### Dataset entries
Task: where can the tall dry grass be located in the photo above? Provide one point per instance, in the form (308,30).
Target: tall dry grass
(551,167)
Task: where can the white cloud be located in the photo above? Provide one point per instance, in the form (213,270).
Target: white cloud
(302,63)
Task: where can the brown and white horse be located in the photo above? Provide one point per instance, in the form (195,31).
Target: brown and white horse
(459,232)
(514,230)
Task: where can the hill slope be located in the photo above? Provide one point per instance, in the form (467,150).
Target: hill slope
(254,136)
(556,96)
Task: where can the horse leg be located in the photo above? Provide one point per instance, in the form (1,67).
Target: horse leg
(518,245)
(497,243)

### Task item
Wherever a line above contains "Provide", copy that line.

### Your response
Task: where can the tall dry grass be located in the photo above? Provide one point per instance, in the form (308,30).
Task: where can the white cloud be located in the photo above? Provide one point per instance, in the form (213,270).
Task: where can the brown and white horse be located in the photo above? Provide one point per instance, in the form (195,31).
Task: where can the hill slope be located in the photo above? Provide one point per instance, in the form (467,150).
Task: where can the horse leg be located in the photo above? Provide one point per instance, in the form (1,67).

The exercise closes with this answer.